■ **OBJECTIVE**
Reproduce the material below word for word, keeping every line in its original order.

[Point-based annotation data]
■ ■ ■ ■ ■ ■ ■
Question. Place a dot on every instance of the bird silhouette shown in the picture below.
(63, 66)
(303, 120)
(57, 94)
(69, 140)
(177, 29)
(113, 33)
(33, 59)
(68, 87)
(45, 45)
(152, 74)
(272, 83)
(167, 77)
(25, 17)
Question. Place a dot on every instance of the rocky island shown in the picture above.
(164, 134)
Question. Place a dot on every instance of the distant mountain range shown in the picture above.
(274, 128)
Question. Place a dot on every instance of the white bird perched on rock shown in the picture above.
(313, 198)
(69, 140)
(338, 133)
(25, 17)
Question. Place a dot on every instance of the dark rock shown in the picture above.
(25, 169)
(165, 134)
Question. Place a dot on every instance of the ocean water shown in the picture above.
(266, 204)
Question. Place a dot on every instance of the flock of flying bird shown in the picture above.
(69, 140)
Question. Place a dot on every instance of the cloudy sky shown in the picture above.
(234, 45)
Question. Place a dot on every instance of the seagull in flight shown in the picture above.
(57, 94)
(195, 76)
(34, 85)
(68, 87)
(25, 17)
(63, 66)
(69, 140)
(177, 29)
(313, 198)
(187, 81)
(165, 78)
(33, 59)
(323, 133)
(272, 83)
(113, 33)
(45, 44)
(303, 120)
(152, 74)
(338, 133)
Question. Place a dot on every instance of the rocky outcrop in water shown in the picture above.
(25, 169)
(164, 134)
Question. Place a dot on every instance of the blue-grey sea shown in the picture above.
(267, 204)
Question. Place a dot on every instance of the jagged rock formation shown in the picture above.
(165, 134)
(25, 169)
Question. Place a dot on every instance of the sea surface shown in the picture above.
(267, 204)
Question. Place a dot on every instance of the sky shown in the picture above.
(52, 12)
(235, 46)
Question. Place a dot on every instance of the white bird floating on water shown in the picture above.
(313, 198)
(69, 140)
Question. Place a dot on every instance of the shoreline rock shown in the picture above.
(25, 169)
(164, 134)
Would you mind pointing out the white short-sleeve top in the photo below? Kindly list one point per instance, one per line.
■ ■ ■ ■ ■ ■ ■
■ **SOLVED PROBLEM**
Question. Place a dot on every instance of the bird silhouette shown in the picture below.
(63, 66)
(303, 120)
(57, 94)
(69, 140)
(177, 29)
(113, 33)
(33, 59)
(68, 87)
(45, 45)
(152, 74)
(272, 83)
(167, 77)
(25, 17)
Question. Place a dot on every instance of the rocky island shown in the picture above.
(164, 134)
Question. Place a dot on every instance of the distant mountain range shown in the picture above.
(274, 128)
Question. Place a dot on every instance of the white bird perched on rock shown in the picture above.
(313, 198)
(69, 140)
(338, 133)
(25, 17)
Question. Place a dot on every instance of the dark rock shown in the picture above.
(25, 169)
(165, 134)
Question. Place a dot on every instance of the ocean water shown in the picture above.
(266, 204)
Question. Place a dot on every instance of the flock of flying bird shown in the picture above.
(69, 140)
Question. Place a dot on every instance of the cloudy sky shown in the picture above.
(234, 45)
Question. Place a dot on every instance of the seagull in flight shown in the picture above.
(57, 94)
(195, 76)
(34, 85)
(68, 87)
(25, 17)
(63, 66)
(69, 140)
(177, 29)
(313, 198)
(187, 81)
(165, 78)
(33, 59)
(323, 133)
(272, 83)
(113, 33)
(45, 44)
(303, 120)
(152, 74)
(338, 133)
Question. Place a dot on every instance of the rocky outcrop in water shown in the picture above.
(25, 169)
(164, 134)
Question. Place a dot on every instance of the blue-grey sea shown in the picture above.
(267, 204)
Question. Place a dot on every instance of the jagged rock formation shown in the picture above.
(165, 134)
(25, 169)
Question. Place a dot on every instance of the sea surface shown in the picture above.
(267, 204)
Question. Place a dot on every instance of the sky shown in the picture above.
(52, 12)
(235, 46)
Question. Place a dot on every instance of the white bird floating on water shown in the picture above.
(313, 198)
(69, 140)
Question. Place a dot on every instance of the shoreline rock shown in the picture above.
(25, 169)
(164, 134)
Would you mind pointing out the white short-sleeve top in the photo below? Kindly list one point per instance, one per line.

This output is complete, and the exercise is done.